Listing:
>>>

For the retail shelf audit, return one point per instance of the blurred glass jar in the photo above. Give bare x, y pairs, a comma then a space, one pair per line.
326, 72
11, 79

<<<
>>>

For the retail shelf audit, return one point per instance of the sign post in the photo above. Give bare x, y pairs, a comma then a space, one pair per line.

<<<
>>>

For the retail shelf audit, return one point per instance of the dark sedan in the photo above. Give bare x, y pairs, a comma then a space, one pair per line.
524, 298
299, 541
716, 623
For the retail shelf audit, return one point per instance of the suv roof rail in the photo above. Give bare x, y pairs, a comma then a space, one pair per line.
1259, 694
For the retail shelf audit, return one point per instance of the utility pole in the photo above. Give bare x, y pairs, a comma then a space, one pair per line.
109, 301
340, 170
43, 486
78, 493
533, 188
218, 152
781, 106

<<<

To do:
Pull out every line of the items above that contains the word "sign", and copy each one in full.

Written solution:
For the retail shelf audit, return one point per instance of the sign post in the photo above. Give bare x, y pairs, a comma then a space, one pair per line.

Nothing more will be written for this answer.